**What the exercise asks:** Print all of the data below verbatim, line for line, from the first line to the last.

**Data provided:**
--------------------------------

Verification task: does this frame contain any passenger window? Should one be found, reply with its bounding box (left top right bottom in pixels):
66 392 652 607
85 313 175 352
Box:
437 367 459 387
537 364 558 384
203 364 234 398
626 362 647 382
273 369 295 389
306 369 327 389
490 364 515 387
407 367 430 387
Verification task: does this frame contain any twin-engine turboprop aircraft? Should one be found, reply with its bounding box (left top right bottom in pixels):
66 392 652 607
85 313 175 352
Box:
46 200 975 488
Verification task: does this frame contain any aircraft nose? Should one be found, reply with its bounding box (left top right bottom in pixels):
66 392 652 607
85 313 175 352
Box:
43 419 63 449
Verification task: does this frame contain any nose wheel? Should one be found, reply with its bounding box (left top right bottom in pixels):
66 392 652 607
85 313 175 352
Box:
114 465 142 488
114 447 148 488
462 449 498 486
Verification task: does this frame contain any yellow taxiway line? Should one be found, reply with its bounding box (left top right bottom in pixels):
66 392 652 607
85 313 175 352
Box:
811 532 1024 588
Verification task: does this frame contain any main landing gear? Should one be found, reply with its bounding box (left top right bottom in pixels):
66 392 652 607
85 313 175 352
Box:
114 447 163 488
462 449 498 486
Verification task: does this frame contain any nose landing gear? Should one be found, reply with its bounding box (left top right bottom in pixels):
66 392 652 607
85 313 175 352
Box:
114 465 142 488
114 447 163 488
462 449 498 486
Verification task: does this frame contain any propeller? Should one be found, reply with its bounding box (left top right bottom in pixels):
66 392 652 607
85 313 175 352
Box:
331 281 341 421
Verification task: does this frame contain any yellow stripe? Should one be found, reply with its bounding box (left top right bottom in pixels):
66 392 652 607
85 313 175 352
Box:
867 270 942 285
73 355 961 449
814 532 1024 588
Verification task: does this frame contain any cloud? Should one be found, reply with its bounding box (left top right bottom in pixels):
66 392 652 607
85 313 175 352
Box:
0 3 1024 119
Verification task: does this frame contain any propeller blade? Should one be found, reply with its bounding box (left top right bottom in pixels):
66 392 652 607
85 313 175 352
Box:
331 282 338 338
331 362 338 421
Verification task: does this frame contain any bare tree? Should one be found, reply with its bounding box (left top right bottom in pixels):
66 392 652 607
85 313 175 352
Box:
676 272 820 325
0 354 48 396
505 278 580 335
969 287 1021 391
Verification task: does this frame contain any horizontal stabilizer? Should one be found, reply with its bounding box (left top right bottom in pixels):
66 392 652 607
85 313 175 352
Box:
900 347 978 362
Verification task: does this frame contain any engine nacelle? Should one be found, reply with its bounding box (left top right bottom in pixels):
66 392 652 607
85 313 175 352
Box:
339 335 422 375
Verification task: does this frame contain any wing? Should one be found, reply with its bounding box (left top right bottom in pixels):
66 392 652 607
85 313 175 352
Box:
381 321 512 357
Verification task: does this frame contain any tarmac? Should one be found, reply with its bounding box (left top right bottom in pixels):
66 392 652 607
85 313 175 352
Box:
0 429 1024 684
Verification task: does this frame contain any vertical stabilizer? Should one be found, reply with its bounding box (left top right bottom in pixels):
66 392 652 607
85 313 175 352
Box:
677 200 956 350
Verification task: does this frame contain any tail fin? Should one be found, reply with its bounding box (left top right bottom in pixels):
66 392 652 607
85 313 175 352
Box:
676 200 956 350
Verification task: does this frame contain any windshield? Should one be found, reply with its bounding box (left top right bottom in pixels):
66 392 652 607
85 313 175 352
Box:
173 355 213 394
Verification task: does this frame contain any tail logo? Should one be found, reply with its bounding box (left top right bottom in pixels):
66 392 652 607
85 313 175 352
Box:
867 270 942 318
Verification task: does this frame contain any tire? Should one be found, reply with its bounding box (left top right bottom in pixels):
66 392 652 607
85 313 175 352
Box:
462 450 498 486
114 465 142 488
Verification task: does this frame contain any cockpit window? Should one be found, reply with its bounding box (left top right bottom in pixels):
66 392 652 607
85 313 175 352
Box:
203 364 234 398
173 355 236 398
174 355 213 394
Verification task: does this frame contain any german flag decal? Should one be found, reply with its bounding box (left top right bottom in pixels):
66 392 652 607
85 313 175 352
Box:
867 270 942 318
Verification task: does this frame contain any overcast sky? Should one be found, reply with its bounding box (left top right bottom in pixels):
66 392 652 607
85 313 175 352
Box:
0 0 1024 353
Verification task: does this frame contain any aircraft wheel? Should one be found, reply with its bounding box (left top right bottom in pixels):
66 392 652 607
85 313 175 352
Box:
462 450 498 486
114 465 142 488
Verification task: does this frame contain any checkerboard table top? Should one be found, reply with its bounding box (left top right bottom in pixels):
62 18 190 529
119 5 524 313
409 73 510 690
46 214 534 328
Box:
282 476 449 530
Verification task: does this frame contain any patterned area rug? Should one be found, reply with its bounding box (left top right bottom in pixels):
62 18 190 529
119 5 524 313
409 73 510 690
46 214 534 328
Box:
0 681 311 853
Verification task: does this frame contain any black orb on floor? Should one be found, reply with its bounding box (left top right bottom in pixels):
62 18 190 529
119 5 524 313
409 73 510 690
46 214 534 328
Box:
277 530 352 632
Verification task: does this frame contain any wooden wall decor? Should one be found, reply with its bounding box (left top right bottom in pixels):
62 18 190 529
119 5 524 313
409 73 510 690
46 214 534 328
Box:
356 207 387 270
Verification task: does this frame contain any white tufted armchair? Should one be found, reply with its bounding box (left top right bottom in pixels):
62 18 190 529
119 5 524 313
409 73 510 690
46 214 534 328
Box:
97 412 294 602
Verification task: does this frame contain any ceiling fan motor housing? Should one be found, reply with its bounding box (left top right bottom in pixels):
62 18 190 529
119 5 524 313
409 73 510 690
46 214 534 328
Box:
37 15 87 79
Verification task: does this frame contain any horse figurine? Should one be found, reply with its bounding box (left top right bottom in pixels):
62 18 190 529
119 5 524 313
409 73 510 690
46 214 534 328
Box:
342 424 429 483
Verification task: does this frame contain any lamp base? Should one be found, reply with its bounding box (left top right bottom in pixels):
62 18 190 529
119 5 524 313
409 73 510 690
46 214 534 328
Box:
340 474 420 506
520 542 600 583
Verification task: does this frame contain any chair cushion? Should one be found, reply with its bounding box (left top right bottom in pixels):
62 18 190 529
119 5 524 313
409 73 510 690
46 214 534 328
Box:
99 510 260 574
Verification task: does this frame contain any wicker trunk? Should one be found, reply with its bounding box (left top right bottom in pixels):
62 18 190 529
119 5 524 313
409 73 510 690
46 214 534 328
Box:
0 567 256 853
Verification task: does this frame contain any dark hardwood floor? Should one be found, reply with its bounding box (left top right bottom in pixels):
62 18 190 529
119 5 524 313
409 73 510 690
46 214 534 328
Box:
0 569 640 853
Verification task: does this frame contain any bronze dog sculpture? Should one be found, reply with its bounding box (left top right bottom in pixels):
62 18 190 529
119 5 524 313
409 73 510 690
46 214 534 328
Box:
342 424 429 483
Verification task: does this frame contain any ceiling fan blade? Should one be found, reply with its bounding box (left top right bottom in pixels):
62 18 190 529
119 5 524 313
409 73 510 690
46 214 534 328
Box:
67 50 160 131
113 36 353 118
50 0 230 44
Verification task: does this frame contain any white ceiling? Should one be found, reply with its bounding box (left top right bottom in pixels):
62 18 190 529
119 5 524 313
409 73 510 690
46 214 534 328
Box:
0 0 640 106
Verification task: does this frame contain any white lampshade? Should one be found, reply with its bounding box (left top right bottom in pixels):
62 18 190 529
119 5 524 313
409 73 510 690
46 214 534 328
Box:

--------------------------------

**Expected answer:**
Verification task: does this frame contain any passenger window? Should one be found, reply with its bounding box (left top right bottom in pixels):
66 392 652 607
85 313 175 352
Box:
437 367 459 387
537 364 558 384
203 364 234 398
626 362 647 382
273 369 295 389
306 369 327 389
490 364 515 387
407 367 430 387
Verification task: does this frame contain any twin-engine turboprop aircraft? Should one be found, reply with its bounding box (left top right bottom in pixels):
66 392 652 607
85 313 175 352
Box:
46 200 975 488
Verification task: does this frame contain any aircraft nose? Should one be found, reply with its bounding box (left top right bottom in pixels):
66 392 652 607
85 313 175 352
Box:
43 419 63 449
Verification task: does this frame contain any nose wheel? Should one be found, reply with its bounding box (left top right bottom in pixels):
66 392 652 607
85 313 175 352
Box:
114 465 142 488
114 447 148 488
462 449 498 486
Verification task: does this frame contain any yellow taxiway line? Should one be found, reply with its bounding box (left top right bottom in pixels):
66 392 652 607
85 313 175 352
Box:
811 532 1024 588
Verification task: does this frame contain any main landing gear? Should one be found, reply with its bounding box (left top right bottom in pixels):
66 392 652 607
85 313 175 352
Box:
114 447 163 488
462 449 498 486
Verification task: does this frame contain any nose landing gear? Should one be found, reply with its bounding box (left top right bottom in pixels):
66 392 652 607
85 313 175 352
Box:
114 465 142 488
114 447 163 488
462 449 498 486
Verification task: does this frame contain any propeller? Should one be found, reply with its bounding box (left top right bottom in pixels):
66 392 652 607
85 313 175 352
Box:
331 281 341 421
Verification task: does this frame contain any yellow stripe? Should one be found, reply with its bounding box (left top right bottom in pixels):
66 392 652 607
85 313 175 352
Box:
867 270 942 285
73 355 961 449
814 532 1024 588
Verification task: does this frame contain any cloud? Should one be found, reply with its bounding box (left top right bottom in pixels):
66 392 652 607
85 313 175 352
Box:
0 3 1024 119
Verification task: does this frame contain any propeller blade? Should one be found, reply with its bounding box (left top right bottom in pixels):
66 392 652 607
85 313 175 352
Box:
331 282 338 338
331 362 338 421
Verification task: does this frame contain any bare tree? Should one be found, reply with its bounding box (left top right bottom in pixels):
66 392 652 607
85 313 175 352
Box:
676 272 820 325
0 354 48 396
505 278 580 335
969 287 1021 391
Verification task: does this frame contain any horizontal stabilizer? Should one be found, reply with its bounding box (left top right bottom in pixels):
66 392 652 607
85 313 175 352
Box:
900 347 978 362
Verification task: does this frame contain any engine nacelle? Should one be found, reply with its bounding box (left top right bottom in pixels):
66 392 652 607
85 313 175 352
Box:
339 335 422 375
Verification task: does this frame contain any wing? Should one be found, reply with its bounding box (left top right bottom in pixels):
66 392 652 607
85 313 175 352
Box:
381 321 512 357
Verification task: does this frame contain any tarmac? Should one be found, reply with its bounding box (left top right bottom in pixels):
66 392 652 607
85 313 175 352
Box:
0 429 1024 684
Verification task: does this frame contain any vertical stabilizer? Should one be found, reply with its bounding box (left top right bottom in pixels):
66 392 652 607
85 313 175 352
Box:
677 200 956 350
Verification task: does this frame contain any tail fin? Should one be found, reply with its bounding box (left top right bottom in pixels):
66 392 652 607
85 313 175 352
Box:
676 200 956 350
Verification task: does this frame contain any windshield? Should one be found, reply with its bounding box (left top right bottom in pixels):
66 392 652 607
85 313 175 352
Box:
173 355 213 394
Verification task: does this frame contain any tail logo? Should one be found, reply with its bounding box (left top right bottom in pixels):
66 392 652 607
85 313 175 352
Box:
867 270 942 318
Verification task: does this frame contain any tire? Should one be found, reply with its bounding box (left top right bottom in pixels):
66 392 652 607
85 313 175 352
Box:
462 450 498 486
114 465 142 488
Verification task: does this frame contain any cockpit window? Should one be found, reply with its bounding box (left top right bottom in pixels):
66 392 652 607
85 313 175 352
Box:
203 364 234 398
173 355 236 398
174 355 213 394
Verification task: does this frame contain any german flag decal? Should one be found, reply with its bounding box (left top right bottom in pixels):
66 392 652 607
85 313 175 352
Box:
867 270 942 318
Verification task: does this frame contain any overcast sky? Should one be found, reply with its bounding box (left top right bottom in pixels):
66 392 652 607
85 313 175 352
Box:
0 0 1024 353
Verification task: does this frame contain any aircraft wheel? Should one be found, reply with its bounding box (left top right bottom in pixels):
66 392 652 607
85 313 175 352
Box:
462 450 498 486
114 465 142 488
Verification task: does this frame contain any checkerboard table top? Should one be found, reply with its bounding box (left top right bottom in pixels):
62 18 190 529
119 5 524 313
409 73 510 690
46 214 534 328
Box:
282 476 449 530
Verification task: does this frame contain any patterned area rug? Should one be found, reply with its bounding box (left top right bottom in pixels):
62 18 190 529
119 5 524 313
409 73 510 690
46 214 534 328
Box:
0 681 311 853
Verification task: does this frame contain any black orb on floor? Should one be found, reply with its bounding box (left top right bottom in pixels):
62 18 190 529
119 5 524 313
409 73 510 690
46 214 534 328
Box:
277 530 352 632
Verification task: does this frame contain any wooden wall decor? Should one be found, reply with its bounding box (left top right bottom in pixels):
62 18 190 529
119 5 524 313
409 73 510 690
46 214 534 328
Box:
356 207 387 270
Verification task: does this frame contain any white tufted armchair? Should one be found, reply with its bounding box (left top right bottom in pixels):
62 18 190 529
119 5 524 313
409 73 510 690
46 214 534 328
Box:
97 412 294 602
Verification task: does this frame contain any ceiling fan motor housing? Should one be found, reply with its bounding box (left top right bottom in pixels):
62 18 190 529
119 5 524 313
409 73 510 690
46 214 534 328
Box:
37 15 87 79
Verification task: does this frame contain any horse figurine? Should one be found, reply with its bounding box (left top right bottom in pixels):
62 18 190 529
119 5 524 313
409 73 510 690
46 214 534 328
Box:
342 424 429 483
Verification task: does this frame contain any lamp base? Should one be found, reply with its bounding box (left top right bottom in pixels):
62 18 190 529
119 5 524 313
409 73 510 690
46 214 534 328
Box:
340 474 420 506
520 542 600 583
Verification task: does this frame contain any chair cushion? Should one be found, reply with its bounding box (left top right bottom in pixels):
62 18 190 529
119 5 524 313
409 73 510 690
46 214 534 328
Box:
99 510 260 574
Verification task: does this frame contain any wicker trunk? Should one be found, reply with its bounding box (left top right bottom in pixels):
62 18 190 529
119 5 524 313
409 73 510 690
46 214 534 328
Box:
0 567 256 853
Verification task: does this frame contain any dark hardwood floor? Should one be found, reply with its bounding box (left top right bottom in pixels):
62 18 190 529
119 5 524 313
409 73 510 690
46 214 534 328
Box:
0 569 640 853
Verification task: does this frame contain any bronze dog sculpture? Should one be found, reply with its bounding box (left top right bottom in pixels):
62 18 190 529
119 5 524 313
409 73 510 690
46 214 534 328
Box:
342 424 429 483
Verification task: does this frame contain any ceiling fan blade? Should one be found, reply with its bounding box (left top right bottom in pixels):
62 18 190 529
119 5 524 313
409 73 510 690
46 214 534 328
Box:
67 50 160 131
113 36 353 118
50 0 230 44
Verification task: does this frame contain any white ceiling? Should one be found, reply with its bounding box (left top right bottom in pixels):
62 18 190 529
119 5 524 313
409 73 510 690
46 214 534 328
Box:
0 0 640 106
Verification task: does this frame contain any white lampshade? Should one be found, reply with its bounding box (left top right bottom in pixels):
62 18 190 529
119 5 524 313
409 73 510 690
46 214 534 328
Box:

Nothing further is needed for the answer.